> CONSIGNE ÉCRITE 1
Répétez mot pour mot les lignes de la liste de données, en commençant par sa toute première ligne et en allant jusqu'à la ligne contenant « point(502, 193) », celle-ci comprise.

Supprimer le juge d’instruction : coup de force et brouillage des pistes

L’annonce par le Président de la République à l’occasion de l’audience solennelle de rentrée de la Cour de Cassation de son intention de voir supprimer le juge d’instruction et de le remplacer par un juge de l’instruction a immédiatement provoqué des prises de positions tranchées. Un réflexe contre lequel Jean Danet, membre du Comité central et responsable du groupe de travail Justice de la LDH, met en garde en revenant sur les problèmes de fond. Question : Dans cette affaire, c’est d’abord la méthode qui a choqué l’opinion publique…

Jean Danet : cela vaut la peine d’y revenir, dans la mesure où la méthode, justement, éclaire le fond. Je rappelle que le pouvoir exécutif a installé il y a quelques mois seulement une commission ayant pour mission de proposer une réforme du code pénal et du code de procédure pénale et ce pour le 1er juillet 2009. Des délais qui laissent rêveurs au regard de la tâche… Et voilà que sans attendre la moindre conclusion de cette commission, le chef de l’état annonce un morceau de la réforme de la procédure : il faut supprimer le juge d’instruction et le remplacer par un juge de l’instruction. On peur avoir de sérieux doutes sur la validité d’une commission ainsi malmenée. Deux de ses membres ont d’ailleurs démissionné après l’annonce présidentielle.

Question : pourquoi ce coup de force ?

Jean Danet : Le contexte n’est pas neutre. La justice pénale est plus en crise que jamais et même les magistrats du siège, ceux qui jugent, s’inquiètent pour leur indépendance. C’est notamment le cas à Paris où un projet de réforme est mené sans concertation et même contre l’avis de l’assemblée générale des magistrats. On a vu des juges d’instruction qui avaient pris l’initiative d’aller visiter collectivement une maison d’arrêt (une première !) et de faire connaître par voie de presse leur inquiétude devant ce que sont les prisons, eux qui ont charge de demander la détention provisoire à leurs collègues JLD ( juges de la détention) être mis en demeure de fournir des explications à leur supérieur. Ajoutons que la comparution du juge Burgaud devant le CSM était programmée. On ne peut donc que s’inquiéter du mélange des genres qui s’opère dans ce contexte : espère-t-on que la comparution du juge Burgaud ralliera l’opinion à la réforme proposée ou à l’inverse pense-t-on que le CSM sera tenté de sanctionner Burgaud pour sauver l’institution juge d’instruction ? Dans tous les cas, cette concomitance peut donner le sentiment d’une pression exercée sur le monde judiciaire via l’opinion. Dans tous les cas, elle opère comme un facteur de confusion.

> CONSIGNE ÉCRITE 2
Reproduisez à l'identique le passage du texte sur la suppression du juge d'instruction, en commençant par « Jean Danet : cela » et en allant jusqu'à « après l’annonce présidentielle. ».

(Liste de données)
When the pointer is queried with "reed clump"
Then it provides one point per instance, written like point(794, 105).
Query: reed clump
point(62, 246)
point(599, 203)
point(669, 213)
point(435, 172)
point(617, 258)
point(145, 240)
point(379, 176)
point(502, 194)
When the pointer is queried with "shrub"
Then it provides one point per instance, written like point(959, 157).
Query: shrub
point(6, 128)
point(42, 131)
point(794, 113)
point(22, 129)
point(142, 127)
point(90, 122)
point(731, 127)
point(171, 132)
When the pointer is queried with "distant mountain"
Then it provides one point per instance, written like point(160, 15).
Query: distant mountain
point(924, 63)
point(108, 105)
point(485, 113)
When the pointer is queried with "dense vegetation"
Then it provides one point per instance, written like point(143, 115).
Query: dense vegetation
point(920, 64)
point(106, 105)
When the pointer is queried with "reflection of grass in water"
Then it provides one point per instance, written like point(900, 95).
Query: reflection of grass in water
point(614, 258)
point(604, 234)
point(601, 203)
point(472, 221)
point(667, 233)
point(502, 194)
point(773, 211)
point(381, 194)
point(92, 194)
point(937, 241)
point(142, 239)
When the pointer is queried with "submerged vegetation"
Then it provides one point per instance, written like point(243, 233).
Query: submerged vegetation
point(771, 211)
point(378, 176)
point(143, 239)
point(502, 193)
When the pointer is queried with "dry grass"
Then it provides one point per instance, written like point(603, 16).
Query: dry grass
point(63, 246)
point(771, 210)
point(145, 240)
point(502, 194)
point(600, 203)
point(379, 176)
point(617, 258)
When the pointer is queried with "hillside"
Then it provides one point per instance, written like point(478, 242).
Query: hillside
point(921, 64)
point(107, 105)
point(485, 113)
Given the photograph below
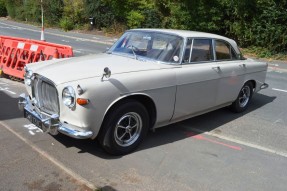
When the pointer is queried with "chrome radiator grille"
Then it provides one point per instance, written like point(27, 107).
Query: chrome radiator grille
point(46, 95)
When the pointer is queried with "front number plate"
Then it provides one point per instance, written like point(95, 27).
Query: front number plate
point(33, 119)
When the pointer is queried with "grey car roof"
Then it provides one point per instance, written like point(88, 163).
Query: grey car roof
point(191, 34)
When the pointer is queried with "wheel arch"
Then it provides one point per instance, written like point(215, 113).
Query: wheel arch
point(144, 99)
point(253, 82)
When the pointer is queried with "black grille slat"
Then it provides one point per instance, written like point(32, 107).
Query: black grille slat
point(46, 95)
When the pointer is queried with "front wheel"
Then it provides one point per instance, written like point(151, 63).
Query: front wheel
point(243, 99)
point(124, 128)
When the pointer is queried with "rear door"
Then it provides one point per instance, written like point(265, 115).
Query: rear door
point(231, 71)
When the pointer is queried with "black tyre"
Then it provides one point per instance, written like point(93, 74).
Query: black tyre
point(243, 100)
point(124, 128)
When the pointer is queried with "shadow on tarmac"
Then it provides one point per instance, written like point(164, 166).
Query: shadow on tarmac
point(9, 107)
point(173, 132)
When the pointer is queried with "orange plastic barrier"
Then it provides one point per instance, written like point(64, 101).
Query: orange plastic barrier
point(15, 53)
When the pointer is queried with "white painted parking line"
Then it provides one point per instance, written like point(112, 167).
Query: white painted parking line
point(53, 160)
point(275, 89)
point(240, 142)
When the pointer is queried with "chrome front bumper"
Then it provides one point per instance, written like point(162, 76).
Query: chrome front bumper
point(50, 124)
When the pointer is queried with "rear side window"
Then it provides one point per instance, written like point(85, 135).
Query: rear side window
point(198, 50)
point(224, 51)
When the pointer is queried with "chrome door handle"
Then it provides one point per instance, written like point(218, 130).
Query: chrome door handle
point(217, 68)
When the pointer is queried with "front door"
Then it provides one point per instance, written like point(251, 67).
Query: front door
point(197, 80)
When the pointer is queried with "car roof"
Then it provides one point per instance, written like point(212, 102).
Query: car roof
point(190, 34)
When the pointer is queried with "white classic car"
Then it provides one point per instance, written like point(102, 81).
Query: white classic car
point(149, 78)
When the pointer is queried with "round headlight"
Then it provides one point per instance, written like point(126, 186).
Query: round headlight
point(28, 76)
point(69, 96)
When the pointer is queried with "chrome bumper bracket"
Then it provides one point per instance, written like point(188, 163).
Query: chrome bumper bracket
point(50, 124)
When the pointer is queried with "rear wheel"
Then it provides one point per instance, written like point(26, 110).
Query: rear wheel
point(243, 99)
point(124, 128)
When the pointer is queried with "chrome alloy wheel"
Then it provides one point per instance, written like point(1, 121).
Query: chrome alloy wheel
point(128, 129)
point(244, 96)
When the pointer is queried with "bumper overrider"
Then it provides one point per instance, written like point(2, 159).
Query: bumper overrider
point(50, 124)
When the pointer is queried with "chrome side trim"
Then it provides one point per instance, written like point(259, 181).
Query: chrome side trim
point(51, 124)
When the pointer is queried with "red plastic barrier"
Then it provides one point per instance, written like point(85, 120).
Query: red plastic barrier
point(15, 53)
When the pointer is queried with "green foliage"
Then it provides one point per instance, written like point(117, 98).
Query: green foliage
point(135, 19)
point(260, 23)
point(53, 10)
point(66, 23)
point(3, 10)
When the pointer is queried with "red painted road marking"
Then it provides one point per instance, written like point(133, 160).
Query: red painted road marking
point(200, 137)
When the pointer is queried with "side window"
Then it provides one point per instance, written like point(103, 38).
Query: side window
point(224, 51)
point(201, 50)
point(187, 51)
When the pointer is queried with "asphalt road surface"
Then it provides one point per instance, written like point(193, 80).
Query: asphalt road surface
point(216, 151)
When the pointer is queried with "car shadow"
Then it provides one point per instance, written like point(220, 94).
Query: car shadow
point(9, 107)
point(171, 133)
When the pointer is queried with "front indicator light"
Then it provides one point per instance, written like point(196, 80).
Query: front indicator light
point(82, 101)
point(69, 96)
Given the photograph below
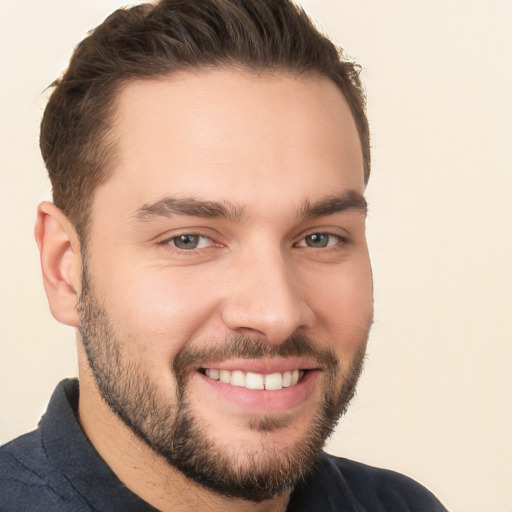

> RÉPONSE CORRECTE 1
When the pointer is queried with "reed clump"
Then it provides one point per instance, written like point(794, 105).
Query: reed clump
point(62, 246)
point(599, 203)
point(669, 213)
point(435, 172)
point(617, 258)
point(145, 240)
point(379, 176)
point(502, 194)
When the pointer is queried with "shrub"
Then it provides one point per instance, written like point(959, 157).
Query: shrub
point(6, 128)
point(42, 131)
point(794, 113)
point(22, 129)
point(142, 127)
point(90, 122)
point(731, 127)
point(171, 132)
When the pointer is queried with "distant mountain"
Then it provides one point per instance, written like point(160, 15).
Query: distant mountain
point(924, 63)
point(108, 105)
point(485, 113)
When the pointer is queried with "dense vegetation"
Then it provides one point per instance, written like point(143, 115).
Query: dense vegetation
point(920, 64)
point(106, 105)
When the pointer is queried with "reflection of grass in water"
Then it provides one point per instance, written like point(900, 95).
Query: reflection of grass in water
point(614, 258)
point(604, 234)
point(601, 203)
point(472, 221)
point(667, 233)
point(502, 194)
point(773, 211)
point(381, 194)
point(92, 194)
point(937, 241)
point(142, 239)
When the pointer is queried with "submerged vegetation"
Then it provides one point per instance, written like point(243, 233).
Query: submerged vegetation
point(771, 211)
point(378, 176)
point(143, 239)
point(502, 193)

> RÉPONSE CORRECTE 2
Jean Danet : cela vaut la peine d’y revenir, dans la mesure où la méthode, justement, éclaire le fond. Je rappelle que le pouvoir exécutif a installé il y a quelques mois seulement une commission ayant pour mission de proposer une réforme du code pénal et du code de procédure pénale et ce pour le 1er juillet 2009. Des délais qui laissent rêveurs au regard de la tâche… Et voilà que sans attendre la moindre conclusion de cette commission, le chef de l’état annonce un morceau de la réforme de la procédure : il faut supprimer le juge d’instruction et le remplacer par un juge de l’instruction. On peur avoir de sérieux doutes sur la validité d’une commission ainsi malmenée. Deux de ses membres ont d’ailleurs démissionné après l’annonce présidentielle.